SET PROBLEM 1
Pick out every line in the records below that contains the word "tree".

QUOTED TEXT
::::::::::

The ANGULA software^37–40 was used to extract the pair-distribution functions from the centre-of-mass of adamantane to the oxygen atoms of water, g_COM–O(r), spatial-density functions (SDFs) and orientation-correlation functions (OCFs).

FTIR spectroscopy

Circular CaF₂ windows with 15 mm diameter and 2 mm thickness from UQG Optics were mounted onto the cryogenic deposition plate in the vacuum chamber. H₂O with 5 wt% D₂O and C₁₀H₁₆ were then codeposited at either 100 : 1 or 34 : 1 molar ratio for 2.5 minutes. The optical windows were transferred into a modified Optistat DN-V cryostat from Oxford instruments that was precooled with liquid nitrogen. The cryostat was operated at a base pressure of 5 × 10⁻⁴ mbar.

FT-IR spectra were recorded in transmission geometry at 80 K using a Bruker Invenio-R spectrometer with a liquid-nitrogen cooled MCT detector and MIR source. A spectral resolution of 1 cm⁻¹ was used and all spectra were recorded with 512 scans. Background spectra were recorded with blank CaF₂ windows in the cryostat.

Results and discussion

The neutron diffraction data of the six as-made samples is shown in Fig. 2(a) together with the converged EPSR fits. The corresponding data and fits of the annealed samples are shown in Fig. S1.† The broad diffraction features illustrate the amorphous nature of the deposits and hence the successful matrix isolation of adamantane in amorphous ice. The diffraction data is well fitted with the EPSR approach which means that the corresponding structural models, such as the one shown in Fig. 2(b), can be used for the analysis of the structure of water in the hydration shell of adamantane.

The pair-distribution function from the centre-of-mass (COM) of adamantane to the oxygen atoms of the water molecules, g_COM–O(r), is shown in Fig. 2(c). A well-defined first hydration shell is observed at ∼4.7 Å, and second and third hydration shells are visible below 10 Å. The annealing of the amorphous samples at 140 K leads to increases in the structural order of the hydration shells as indicated by sharper features in g_COM–O(r). Overall, it can be concluded that the adamantane is well hydrated within the amorphous ice matrix despite its hydrophobic nature.

::::::::::

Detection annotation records

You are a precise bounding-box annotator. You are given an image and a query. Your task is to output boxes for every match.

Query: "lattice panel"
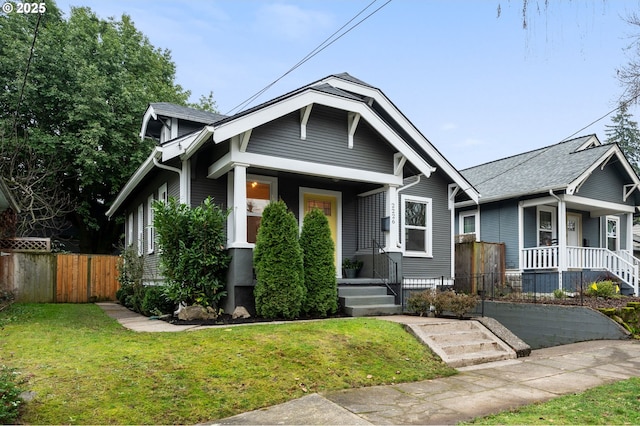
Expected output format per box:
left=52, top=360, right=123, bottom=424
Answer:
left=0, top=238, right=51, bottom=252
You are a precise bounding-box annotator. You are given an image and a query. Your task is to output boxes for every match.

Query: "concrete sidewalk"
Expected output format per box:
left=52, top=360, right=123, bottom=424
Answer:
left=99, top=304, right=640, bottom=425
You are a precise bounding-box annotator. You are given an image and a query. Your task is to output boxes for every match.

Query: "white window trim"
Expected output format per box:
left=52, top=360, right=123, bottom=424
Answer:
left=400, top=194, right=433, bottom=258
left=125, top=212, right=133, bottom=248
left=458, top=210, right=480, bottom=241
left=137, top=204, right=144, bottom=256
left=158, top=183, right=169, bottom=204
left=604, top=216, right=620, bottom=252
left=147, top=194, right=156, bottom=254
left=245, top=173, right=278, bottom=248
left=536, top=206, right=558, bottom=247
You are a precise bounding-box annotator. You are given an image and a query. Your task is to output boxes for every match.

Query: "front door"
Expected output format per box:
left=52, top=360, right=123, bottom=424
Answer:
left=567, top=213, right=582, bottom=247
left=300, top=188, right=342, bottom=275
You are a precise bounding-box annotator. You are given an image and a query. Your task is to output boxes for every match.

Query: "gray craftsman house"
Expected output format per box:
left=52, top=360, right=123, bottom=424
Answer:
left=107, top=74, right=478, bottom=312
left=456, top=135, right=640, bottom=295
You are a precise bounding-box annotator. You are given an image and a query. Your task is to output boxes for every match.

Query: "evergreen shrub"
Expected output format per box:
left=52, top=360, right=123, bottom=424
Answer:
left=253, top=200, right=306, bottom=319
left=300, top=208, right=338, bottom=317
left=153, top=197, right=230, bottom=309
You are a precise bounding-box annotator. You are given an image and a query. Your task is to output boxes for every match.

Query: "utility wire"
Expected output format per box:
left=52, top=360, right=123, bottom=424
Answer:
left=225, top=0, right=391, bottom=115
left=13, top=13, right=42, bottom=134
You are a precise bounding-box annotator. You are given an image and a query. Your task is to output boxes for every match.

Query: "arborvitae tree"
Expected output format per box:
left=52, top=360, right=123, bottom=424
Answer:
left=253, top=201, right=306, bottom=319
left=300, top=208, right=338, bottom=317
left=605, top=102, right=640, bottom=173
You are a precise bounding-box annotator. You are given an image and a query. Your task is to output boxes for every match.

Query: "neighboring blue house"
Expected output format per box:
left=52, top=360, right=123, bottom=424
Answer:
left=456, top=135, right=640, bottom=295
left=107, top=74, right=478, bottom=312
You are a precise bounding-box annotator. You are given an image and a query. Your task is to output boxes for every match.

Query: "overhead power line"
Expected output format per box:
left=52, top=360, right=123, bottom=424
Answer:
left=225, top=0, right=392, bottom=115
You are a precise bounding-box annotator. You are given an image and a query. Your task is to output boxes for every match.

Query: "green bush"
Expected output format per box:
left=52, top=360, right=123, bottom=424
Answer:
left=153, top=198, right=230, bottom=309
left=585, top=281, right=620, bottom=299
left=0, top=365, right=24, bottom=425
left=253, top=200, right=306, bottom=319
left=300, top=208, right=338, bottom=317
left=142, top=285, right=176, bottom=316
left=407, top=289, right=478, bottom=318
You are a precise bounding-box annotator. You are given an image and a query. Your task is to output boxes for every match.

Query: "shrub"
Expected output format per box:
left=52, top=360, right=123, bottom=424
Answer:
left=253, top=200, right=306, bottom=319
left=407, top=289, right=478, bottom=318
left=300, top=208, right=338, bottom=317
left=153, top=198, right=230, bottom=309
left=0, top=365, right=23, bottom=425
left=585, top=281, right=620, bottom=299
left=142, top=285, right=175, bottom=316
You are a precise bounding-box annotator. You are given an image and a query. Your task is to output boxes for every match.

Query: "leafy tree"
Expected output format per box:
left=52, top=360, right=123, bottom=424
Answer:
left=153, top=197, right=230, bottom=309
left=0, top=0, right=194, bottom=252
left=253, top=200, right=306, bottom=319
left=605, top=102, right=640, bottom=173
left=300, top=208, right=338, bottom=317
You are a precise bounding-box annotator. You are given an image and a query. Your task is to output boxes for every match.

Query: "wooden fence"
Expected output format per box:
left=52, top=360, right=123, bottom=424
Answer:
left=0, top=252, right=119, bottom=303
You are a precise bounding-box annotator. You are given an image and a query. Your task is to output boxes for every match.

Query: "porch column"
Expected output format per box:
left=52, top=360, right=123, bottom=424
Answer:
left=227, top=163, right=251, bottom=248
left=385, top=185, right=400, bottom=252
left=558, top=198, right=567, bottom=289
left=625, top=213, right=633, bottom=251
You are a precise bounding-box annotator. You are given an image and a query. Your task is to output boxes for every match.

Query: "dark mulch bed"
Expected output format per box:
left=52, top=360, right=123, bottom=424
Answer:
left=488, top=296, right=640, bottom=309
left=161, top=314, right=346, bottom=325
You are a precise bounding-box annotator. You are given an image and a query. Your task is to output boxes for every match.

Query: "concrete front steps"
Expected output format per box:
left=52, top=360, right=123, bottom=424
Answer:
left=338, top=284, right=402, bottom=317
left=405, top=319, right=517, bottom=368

::::::::::

SET PROBLEM 2
In the adamantane hydration text above, at what temperature were the FT-IR spectra recorded?

FINAL RESULT 1
Query: "arborvitae tree"
Query: "leafy tree"

FINAL RESULT 2
80 K